:: EXTRACT TO READ ::
Classifier: Programming Language :: Python :: 3
Classifier: Programming Language :: Python :: 3.9
Classifier: Programming Language :: Python :: 3.10
Classifier: Programming Language :: Python :: 3.11
Classifier: Programming Language :: Python :: 3.12
Classifier: Topic :: Scientific/Engineering :: Artificial Intelligence
Classifier: Topic :: Software Development :: Libraries :: Python Modules
Requires-Python: >=3.9
Requires-Dist: chromadb>=0.5.0
Requires-Dist: numpy>=1.20.0
Requires-Dist: ollama>=0.3.0
Provides-Extra: dev
Requires-Dist: black>=22.0; extra == 'dev'
Requires-Dist: mypy>=1.0; extra == 'dev'
Requires-Dist: pytest>=7.0; extra == 'dev'
Requires-Dist: ruff>=0.1.0; extra == 'dev'
Description-Content-Type: text/markdown

# Workspace RAG Search Tool

A powerful semantic code search tool for local repositories using **RAG (Retrieval-Augmented Generation)** with ChromaDB and local Ollama embeddings. Search your codebase using natural language queries with intelligent hybrid scoring (semantic + keyword matching).

:: PROBLEMS TO SOLVE ::
A: According to the package metadata, what is the minimum Python version required?
B: Print the part of the package metadata starting with "A powerful semantic" and going on through "(semantic + keyword matching).".

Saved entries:

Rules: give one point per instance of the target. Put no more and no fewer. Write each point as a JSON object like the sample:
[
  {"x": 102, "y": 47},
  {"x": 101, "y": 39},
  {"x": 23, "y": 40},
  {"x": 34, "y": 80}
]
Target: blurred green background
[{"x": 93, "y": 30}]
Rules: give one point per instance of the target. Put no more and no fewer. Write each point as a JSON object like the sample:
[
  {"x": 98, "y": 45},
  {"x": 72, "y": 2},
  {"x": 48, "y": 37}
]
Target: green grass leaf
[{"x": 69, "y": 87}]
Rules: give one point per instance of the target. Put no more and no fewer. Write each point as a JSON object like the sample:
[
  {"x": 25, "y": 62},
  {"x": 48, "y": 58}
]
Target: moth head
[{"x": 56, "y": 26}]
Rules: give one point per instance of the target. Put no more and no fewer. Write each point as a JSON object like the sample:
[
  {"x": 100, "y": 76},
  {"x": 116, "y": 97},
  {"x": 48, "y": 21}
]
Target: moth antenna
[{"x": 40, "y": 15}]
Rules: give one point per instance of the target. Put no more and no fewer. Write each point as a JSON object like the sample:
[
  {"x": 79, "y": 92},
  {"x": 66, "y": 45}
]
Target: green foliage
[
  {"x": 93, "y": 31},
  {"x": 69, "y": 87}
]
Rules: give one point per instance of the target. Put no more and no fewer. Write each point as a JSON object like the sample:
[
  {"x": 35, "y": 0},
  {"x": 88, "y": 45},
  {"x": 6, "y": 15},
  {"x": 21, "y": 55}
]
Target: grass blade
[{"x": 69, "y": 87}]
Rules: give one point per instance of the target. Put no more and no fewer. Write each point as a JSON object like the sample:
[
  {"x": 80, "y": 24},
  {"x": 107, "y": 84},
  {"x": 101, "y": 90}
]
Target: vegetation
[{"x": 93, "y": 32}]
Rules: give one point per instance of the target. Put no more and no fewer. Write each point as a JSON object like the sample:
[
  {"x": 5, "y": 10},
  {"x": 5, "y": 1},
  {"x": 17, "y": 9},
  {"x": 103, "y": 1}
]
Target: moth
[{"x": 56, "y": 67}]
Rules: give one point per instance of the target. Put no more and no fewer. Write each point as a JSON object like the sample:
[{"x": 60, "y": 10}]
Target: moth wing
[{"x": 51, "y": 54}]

:: SOLVED TASKS ::
A: Python 3.9 (Requires-Python: >=3.9).

B:
A powerful semantic code search tool for local repositories using **RAG (Retrieval-Augmented Generation)** with ChromaDB and local Ollama embeddings. Search your codebase using natural language queries with intelligent hybrid scoring (semantic + keyword matching).